Passage shown -
__________
The second is that most data is not a uniform random distribution. If you know something about the distribution of the data then you can often do better than an algorithm that is optimal for a uniform distribution. Again, this is not particularly novel, and is often used in real-world sorting algorithms in systems software, to special-case common values. Outperforming a radix sort is nice, but it’s quite common in systems software to do a bucket sort, which is O(n), to get the most common values out of the way and then do something slower on the values that end up in the slow-path unusual-case bucket.
The third, which was actually the conclusion of some of my PhD work so one that I’m quite biased towards, is that you can often apply some fairly simple and cheap machine learning to figure out enough of the characteristics of the data that you can apply the first to observations to get a rough guess that’s mostly good-enough and fall back to something slower for when the guess is wrong. If your data has characteristics that you can look at and figure out how to design an optimised data structure then you may well be able to have a machine infer these characteristics.
__________
Data shown -
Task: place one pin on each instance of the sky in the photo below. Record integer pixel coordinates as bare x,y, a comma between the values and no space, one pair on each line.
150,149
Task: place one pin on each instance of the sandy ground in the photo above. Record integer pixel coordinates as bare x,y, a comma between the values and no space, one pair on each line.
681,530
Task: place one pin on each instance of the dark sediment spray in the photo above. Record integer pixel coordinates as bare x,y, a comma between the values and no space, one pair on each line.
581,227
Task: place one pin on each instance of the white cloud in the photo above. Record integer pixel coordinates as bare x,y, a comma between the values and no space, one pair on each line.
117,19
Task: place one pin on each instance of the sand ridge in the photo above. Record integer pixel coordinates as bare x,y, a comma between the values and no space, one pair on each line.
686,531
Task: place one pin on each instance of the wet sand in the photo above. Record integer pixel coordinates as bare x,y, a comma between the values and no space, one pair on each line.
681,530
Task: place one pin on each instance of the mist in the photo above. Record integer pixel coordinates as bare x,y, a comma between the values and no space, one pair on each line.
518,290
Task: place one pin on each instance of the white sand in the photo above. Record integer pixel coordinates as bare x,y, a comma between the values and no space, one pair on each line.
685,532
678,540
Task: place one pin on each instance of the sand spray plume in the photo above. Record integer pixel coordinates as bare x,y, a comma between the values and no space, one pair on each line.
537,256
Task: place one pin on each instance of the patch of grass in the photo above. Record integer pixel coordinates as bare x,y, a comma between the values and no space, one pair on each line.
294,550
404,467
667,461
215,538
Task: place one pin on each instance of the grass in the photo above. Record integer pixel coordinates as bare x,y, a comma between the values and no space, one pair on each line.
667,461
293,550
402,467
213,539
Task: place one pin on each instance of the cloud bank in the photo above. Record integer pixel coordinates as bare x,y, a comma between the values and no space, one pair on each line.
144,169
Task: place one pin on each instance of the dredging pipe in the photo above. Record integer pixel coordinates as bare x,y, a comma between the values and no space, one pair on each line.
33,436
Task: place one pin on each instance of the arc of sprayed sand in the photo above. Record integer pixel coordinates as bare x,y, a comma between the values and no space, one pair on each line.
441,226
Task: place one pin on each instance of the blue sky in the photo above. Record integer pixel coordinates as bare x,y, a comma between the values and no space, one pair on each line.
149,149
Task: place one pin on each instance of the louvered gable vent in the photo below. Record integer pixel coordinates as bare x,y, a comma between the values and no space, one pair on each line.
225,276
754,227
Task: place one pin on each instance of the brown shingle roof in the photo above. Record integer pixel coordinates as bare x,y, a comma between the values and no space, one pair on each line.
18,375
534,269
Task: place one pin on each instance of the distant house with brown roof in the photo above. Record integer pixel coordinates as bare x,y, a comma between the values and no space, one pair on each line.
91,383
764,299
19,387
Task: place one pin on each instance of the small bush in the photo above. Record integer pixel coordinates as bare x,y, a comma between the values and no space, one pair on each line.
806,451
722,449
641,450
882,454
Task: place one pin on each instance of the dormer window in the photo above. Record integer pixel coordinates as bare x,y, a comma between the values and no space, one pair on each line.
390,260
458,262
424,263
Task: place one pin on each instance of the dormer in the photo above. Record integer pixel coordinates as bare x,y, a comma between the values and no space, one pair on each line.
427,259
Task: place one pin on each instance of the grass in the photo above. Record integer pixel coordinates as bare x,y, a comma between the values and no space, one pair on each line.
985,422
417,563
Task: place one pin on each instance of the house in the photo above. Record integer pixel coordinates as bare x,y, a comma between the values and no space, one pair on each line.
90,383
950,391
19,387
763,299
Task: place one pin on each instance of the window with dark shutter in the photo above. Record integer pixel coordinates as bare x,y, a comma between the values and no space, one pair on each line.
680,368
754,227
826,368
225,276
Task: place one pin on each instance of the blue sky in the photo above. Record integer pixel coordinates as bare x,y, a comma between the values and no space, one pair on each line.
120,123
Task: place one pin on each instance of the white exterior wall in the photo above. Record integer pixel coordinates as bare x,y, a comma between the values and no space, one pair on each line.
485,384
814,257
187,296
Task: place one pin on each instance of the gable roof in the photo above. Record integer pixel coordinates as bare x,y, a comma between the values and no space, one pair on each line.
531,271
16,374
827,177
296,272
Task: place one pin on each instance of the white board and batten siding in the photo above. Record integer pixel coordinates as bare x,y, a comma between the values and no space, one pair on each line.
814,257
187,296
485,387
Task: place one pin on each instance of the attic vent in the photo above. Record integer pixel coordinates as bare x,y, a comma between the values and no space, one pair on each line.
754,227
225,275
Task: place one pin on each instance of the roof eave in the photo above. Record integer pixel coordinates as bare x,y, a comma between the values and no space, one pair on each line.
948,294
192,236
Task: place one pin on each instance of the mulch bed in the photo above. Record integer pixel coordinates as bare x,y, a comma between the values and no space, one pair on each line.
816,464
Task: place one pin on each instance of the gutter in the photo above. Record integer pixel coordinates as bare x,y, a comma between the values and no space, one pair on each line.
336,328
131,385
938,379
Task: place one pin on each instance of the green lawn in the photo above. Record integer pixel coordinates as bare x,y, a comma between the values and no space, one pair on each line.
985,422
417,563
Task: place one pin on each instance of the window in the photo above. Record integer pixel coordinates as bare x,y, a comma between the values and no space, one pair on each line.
__________
Objective 1 -
Translate this sentence from the passage on sorting and data distribution into Spanish: "If you know something about the distribution of the data then you can often do better than an algorithm that is optimal for a uniform distribution."
Objective 2 -
Go on with the passage on sorting and data distribution, starting after its final sentence.

Written response 1 -
Si se sabe algo sobre la distribución de los datos, a menudo se puede obtener un mejor resultado que con un algoritmo que es óptimo para una distribución uniforme.

Written response 2 -
The thing I really like about some of the recent work in this area is that they’re starting to separate these three aspects.
Do you have any suggested materials or papers for number three? I’ve seen simple techniques applied in my problem domain very successfully a handful of times, but trying to develop intuition around what set of techniques to consider and when is difficult since so much of the literature is devoted to much grander forms of ML.
Not sure if they fit your need, but here are 2 articles
I don’t, unfortunately, other than the ones cited in the article.